* **EXERCISE GOAL**
Locate each line in the listing below that contains the word "twig", and copy those lines.

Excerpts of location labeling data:
^^^^^^^^^^^^^^^^

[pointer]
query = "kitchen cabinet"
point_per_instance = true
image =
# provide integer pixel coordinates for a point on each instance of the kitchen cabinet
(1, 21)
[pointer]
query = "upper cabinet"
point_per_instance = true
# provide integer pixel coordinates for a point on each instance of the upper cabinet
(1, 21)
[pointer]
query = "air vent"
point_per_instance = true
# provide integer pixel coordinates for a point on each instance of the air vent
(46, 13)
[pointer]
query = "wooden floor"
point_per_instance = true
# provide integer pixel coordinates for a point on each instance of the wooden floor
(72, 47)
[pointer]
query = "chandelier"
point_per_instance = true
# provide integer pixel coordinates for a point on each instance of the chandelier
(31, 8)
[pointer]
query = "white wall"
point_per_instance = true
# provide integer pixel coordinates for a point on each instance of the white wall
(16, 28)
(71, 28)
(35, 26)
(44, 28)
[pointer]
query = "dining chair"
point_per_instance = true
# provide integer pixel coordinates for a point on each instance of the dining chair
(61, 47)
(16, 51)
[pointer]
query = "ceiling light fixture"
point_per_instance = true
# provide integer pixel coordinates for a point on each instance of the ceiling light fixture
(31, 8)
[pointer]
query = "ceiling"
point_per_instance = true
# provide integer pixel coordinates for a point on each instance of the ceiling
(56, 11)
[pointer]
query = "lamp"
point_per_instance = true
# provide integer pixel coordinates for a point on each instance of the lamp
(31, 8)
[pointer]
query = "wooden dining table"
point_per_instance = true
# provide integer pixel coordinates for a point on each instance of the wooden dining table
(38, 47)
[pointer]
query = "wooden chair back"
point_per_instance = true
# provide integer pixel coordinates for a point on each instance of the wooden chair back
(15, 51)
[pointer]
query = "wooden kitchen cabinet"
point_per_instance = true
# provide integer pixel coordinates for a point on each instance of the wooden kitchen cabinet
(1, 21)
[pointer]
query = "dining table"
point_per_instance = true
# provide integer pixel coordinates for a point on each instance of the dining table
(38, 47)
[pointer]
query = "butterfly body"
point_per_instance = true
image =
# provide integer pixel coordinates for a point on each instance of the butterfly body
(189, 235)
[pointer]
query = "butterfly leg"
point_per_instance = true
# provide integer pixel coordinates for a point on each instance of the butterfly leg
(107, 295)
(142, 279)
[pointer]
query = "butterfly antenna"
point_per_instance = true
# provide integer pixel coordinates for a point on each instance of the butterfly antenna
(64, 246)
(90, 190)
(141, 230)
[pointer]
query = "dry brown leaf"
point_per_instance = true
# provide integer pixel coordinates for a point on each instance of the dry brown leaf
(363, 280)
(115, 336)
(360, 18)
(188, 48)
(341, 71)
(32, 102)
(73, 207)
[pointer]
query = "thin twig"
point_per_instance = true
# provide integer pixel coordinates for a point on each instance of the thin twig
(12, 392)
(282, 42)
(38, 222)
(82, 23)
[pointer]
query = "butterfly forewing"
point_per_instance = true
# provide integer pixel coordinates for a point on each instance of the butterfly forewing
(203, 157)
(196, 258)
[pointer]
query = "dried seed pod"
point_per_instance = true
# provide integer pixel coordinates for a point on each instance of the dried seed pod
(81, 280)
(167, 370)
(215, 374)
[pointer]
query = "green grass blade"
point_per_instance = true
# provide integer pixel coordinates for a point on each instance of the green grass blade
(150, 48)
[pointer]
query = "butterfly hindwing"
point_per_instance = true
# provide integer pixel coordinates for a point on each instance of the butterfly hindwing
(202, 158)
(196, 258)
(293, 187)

^^^^^^^^^^^^^^^^

* **FINAL RESULT**
query = "thin twig"
# provide integer pixel coordinates for a point on each instance of the thin twig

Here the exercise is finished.